[Excerpts from point annotation data]
********************
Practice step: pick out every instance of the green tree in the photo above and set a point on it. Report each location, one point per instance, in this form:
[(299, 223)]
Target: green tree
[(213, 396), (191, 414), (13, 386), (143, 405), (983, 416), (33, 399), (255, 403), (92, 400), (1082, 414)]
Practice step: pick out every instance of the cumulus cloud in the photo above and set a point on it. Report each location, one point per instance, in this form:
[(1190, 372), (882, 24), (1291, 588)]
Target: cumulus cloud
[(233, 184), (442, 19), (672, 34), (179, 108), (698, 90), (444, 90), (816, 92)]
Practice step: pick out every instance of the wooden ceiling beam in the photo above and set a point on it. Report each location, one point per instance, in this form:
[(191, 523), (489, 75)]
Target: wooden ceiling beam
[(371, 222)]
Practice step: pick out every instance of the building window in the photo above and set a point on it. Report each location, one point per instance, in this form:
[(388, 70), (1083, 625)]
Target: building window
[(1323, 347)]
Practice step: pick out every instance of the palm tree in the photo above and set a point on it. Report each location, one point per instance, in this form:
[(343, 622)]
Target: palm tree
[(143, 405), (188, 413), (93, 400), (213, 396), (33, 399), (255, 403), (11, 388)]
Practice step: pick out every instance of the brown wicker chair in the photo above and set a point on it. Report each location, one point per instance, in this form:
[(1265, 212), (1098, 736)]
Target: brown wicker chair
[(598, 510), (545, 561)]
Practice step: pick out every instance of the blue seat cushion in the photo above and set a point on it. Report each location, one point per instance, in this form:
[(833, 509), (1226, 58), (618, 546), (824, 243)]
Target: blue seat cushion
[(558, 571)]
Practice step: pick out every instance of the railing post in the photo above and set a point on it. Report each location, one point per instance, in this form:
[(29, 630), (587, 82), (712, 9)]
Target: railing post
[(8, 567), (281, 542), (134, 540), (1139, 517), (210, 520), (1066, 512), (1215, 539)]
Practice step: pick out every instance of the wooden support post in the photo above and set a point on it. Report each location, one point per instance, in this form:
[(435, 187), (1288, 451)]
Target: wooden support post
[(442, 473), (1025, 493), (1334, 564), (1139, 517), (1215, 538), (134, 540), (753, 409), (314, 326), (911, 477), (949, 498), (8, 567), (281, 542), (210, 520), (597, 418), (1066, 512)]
********************
Output only the lines from the one holding "Practice step: pick out every instance of the railing" through the last line above, exactly as they appear.

Practice step: pick out every instance of the railing post in the photo above and set a point on it. Report each location, one point per instance, in this form:
[(29, 630), (587, 82), (712, 9)]
Target: railing post
[(8, 567), (281, 542), (134, 540), (1139, 517), (210, 520), (1066, 512), (1215, 539)]
Practice step: pick out every instance of the wooden support post in the photo above and set a point on it. Report each location, one point per instance, in this form:
[(435, 187), (1288, 451)]
Target: wooden support post
[(442, 473), (1025, 493), (1334, 564), (1139, 517), (1215, 538), (134, 540), (753, 409), (314, 326), (911, 477), (949, 498), (8, 567), (281, 542), (210, 520), (597, 418), (1066, 512)]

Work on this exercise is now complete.